** START Supplied material **

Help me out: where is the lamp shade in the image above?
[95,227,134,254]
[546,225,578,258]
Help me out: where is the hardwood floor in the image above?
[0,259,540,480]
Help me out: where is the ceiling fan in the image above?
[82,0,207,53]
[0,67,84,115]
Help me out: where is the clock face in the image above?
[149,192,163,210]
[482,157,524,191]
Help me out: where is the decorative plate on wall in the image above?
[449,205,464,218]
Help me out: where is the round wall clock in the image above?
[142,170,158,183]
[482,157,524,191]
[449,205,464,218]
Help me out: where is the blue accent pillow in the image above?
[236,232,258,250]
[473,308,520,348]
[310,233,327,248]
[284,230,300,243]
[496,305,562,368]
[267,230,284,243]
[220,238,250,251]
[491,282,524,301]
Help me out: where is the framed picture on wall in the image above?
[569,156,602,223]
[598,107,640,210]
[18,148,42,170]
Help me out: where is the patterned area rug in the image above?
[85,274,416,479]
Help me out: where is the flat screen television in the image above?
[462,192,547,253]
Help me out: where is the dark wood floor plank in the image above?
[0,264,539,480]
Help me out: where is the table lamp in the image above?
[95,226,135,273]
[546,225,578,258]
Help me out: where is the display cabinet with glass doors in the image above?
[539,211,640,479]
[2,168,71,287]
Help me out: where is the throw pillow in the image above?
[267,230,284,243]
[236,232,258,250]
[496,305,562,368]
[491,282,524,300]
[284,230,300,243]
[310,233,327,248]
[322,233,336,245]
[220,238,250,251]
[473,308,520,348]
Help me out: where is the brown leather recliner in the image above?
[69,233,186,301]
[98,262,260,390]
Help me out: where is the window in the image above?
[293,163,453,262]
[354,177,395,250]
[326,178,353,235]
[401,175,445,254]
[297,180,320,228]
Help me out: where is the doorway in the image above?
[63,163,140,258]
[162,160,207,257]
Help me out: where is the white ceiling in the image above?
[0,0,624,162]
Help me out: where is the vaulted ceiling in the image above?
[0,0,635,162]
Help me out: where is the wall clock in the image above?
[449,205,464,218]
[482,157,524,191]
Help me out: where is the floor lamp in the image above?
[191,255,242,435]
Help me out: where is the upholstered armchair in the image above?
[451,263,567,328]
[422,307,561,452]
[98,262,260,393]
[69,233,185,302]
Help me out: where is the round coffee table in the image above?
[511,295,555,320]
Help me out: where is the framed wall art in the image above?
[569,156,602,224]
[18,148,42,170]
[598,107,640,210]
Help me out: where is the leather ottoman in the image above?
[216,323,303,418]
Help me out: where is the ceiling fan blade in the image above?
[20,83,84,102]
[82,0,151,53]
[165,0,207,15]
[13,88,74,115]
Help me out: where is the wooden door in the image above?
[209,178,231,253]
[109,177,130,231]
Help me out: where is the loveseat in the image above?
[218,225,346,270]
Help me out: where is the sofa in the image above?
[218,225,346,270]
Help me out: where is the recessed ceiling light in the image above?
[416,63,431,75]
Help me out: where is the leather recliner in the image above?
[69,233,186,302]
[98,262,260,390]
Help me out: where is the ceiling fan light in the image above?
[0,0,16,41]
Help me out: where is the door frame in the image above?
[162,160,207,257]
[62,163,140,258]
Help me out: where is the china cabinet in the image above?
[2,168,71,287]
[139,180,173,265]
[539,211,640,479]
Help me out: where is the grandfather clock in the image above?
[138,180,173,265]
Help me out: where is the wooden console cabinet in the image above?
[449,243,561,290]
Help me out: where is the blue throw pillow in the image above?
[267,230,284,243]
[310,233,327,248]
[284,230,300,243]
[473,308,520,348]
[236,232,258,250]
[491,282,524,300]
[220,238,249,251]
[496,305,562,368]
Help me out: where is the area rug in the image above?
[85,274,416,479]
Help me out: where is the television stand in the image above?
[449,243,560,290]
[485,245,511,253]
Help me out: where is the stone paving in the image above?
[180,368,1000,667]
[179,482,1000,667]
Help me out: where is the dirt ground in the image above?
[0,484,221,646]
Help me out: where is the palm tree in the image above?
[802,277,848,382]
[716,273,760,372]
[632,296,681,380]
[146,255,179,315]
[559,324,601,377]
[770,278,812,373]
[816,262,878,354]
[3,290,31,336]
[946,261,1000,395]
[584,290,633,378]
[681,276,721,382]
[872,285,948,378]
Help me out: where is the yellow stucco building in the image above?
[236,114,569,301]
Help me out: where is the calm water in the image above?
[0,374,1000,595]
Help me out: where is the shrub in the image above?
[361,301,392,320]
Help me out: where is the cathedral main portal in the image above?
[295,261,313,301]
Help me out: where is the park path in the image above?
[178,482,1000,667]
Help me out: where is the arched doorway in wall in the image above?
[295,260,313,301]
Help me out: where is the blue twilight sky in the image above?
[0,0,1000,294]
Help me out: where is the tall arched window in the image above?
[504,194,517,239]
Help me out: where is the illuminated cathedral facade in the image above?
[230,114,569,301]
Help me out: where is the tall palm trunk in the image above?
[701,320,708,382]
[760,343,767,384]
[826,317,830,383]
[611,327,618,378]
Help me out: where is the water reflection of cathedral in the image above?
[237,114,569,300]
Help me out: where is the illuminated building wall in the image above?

** END Supplied material **

Can you copy every line of the listing above, character for character and with nothing added or dropped?

= Full solution =
Help me out: where is the lamp shade in the image above?
[95,227,134,254]
[546,225,578,258]
Help me out: where is the hardwood floor in the image above?
[0,259,540,480]
Help me out: where is the ceiling fan in the image above?
[82,0,207,53]
[0,67,84,115]
Help me out: where is the clock face in the image above?
[149,192,163,210]
[482,157,524,191]
Help me out: where is the decorative plate on wall in the image above?
[449,205,464,218]
Help me out: where is the round wall clock in the image above?
[142,170,158,183]
[482,157,524,191]
[449,205,464,218]
Help me out: where is the blue accent pillow in the image above?
[236,232,258,250]
[473,308,520,348]
[310,233,327,248]
[284,230,300,243]
[496,305,562,368]
[267,230,284,243]
[220,238,250,251]
[491,282,524,301]
Help me out: where is the framed picture on wall in the image above?
[569,156,602,223]
[598,107,640,210]
[18,148,42,170]
Help me out: where is the patterned area rug in the image above?
[85,274,416,479]
Help me out: where is the flat screen television in the image above?
[462,192,547,253]
Help me out: where is the dark wood floor plank in the image above?
[0,264,539,480]
Help me out: where is the table lamp in the image above?
[95,226,135,273]
[546,225,578,258]
Help me out: where is the display cabinet with glass doors in the image above?
[539,211,640,479]
[2,168,71,287]
Help me out: where is the throw pillow in the image above?
[267,230,284,243]
[236,232,258,250]
[496,305,562,368]
[491,282,524,300]
[284,230,300,243]
[310,233,327,248]
[322,233,336,245]
[220,238,250,251]
[473,308,520,348]
Help me out: where is the brown leather recliner in the image above?
[69,233,186,301]
[98,262,260,390]
Help me out: where is the window in the image above?
[293,163,453,262]
[354,177,395,250]
[326,178,353,235]
[401,175,445,254]
[297,180,320,228]
Help me out: where is the doorway in the image above?
[63,163,140,258]
[162,160,207,257]
Help me out: where is the white ceiling in the image above?
[0,0,624,162]
Help me out: where is the vaulted ceiling in the image above?
[0,0,635,162]
Help me out: where is the wall clock in the image above?
[449,205,464,218]
[482,157,524,191]
Help me out: where is the floor lamp in the image above?
[191,255,242,435]
Help me out: where is the upholstered armchair in the image above?
[451,263,567,328]
[422,307,561,452]
[98,262,260,393]
[69,233,185,302]
Help me out: where is the round coffee table in the image above?
[511,295,555,320]
Help me out: where is the framed wall art in the image above?
[569,156,602,224]
[18,148,42,170]
[598,107,640,210]
Help me out: where is the leather ottoman in the image above?
[216,323,303,418]
Help me out: where is the ceiling fan blade in the image above?
[20,83,84,102]
[82,0,151,53]
[165,0,207,15]
[13,88,74,115]
Help me out: where is the wooden door in the image above?
[209,178,231,253]
[109,177,130,231]
Help me out: where is the loveseat in the image above?
[218,225,346,270]
Help me out: where is the sofa in the image above?
[218,225,346,270]
Help me out: where is the recessed ceiling light in the image above?
[416,63,431,75]
Help me out: where is the leather recliner in the image above?
[69,233,186,302]
[98,262,260,390]
Help me out: where is the ceiling fan light in the image above?
[0,0,16,41]
Help me out: where is the door frame in the image above?
[162,160,207,257]
[62,163,140,258]
Help me out: where is the china cabinet in the image above?
[2,168,71,287]
[139,180,173,265]
[539,211,640,479]
Help me out: where is the grandfather clock in the image above?
[138,180,173,265]
Help me out: where is the wooden console cabinet in the image above?
[449,243,561,290]
Help me out: where is the blue throw pillow in the image above?
[267,230,284,243]
[310,233,327,248]
[284,230,300,243]
[473,308,520,348]
[236,232,258,250]
[491,282,524,300]
[220,238,249,251]
[496,305,562,368]
Help me out: where is the area rug in the image above?
[85,274,416,479]
Help me out: where is the television stand in the image above?
[449,243,560,290]
[485,245,511,253]
Help me out: where is the stone paving in the image above?
[180,368,1000,667]
[179,482,1000,667]
Help me out: where is the dirt ground in the image above?
[0,484,221,646]
Help me out: where is the palm tree in the image above?
[802,277,848,382]
[716,273,760,372]
[632,296,681,380]
[146,255,179,315]
[559,324,601,377]
[770,278,812,373]
[816,262,878,354]
[3,290,31,336]
[946,261,1000,395]
[584,290,633,378]
[681,276,721,382]
[872,285,948,378]
Help me out: where is the yellow stucco building in the image above?
[236,114,569,301]
Help me out: where is the calm water in the image above?
[0,374,1000,595]
Help me out: where is the shrub in the image above?
[361,301,392,320]
Help me out: where is the cathedral main portal in the image above?
[295,261,313,301]
Help me out: where is the park path in the image above?
[178,482,1000,667]
Help me out: where is the arched doorway in wall in the image above?
[295,260,313,301]
Help me out: where is the blue twilight sky in the image above?
[0,0,1000,294]
Help me out: where is the tall arched window in the image above?
[504,194,517,239]
Help me out: where is the illuminated cathedral facade in the image above?
[230,114,569,301]
Help me out: where is the tall palm trunk in the image above?
[701,320,708,382]
[760,343,767,384]
[826,317,830,383]
[611,327,618,378]
Help me out: where is the water reflection of cathedral in the image above?
[237,114,569,300]
Help me out: where is the illuminated building wall in the image above?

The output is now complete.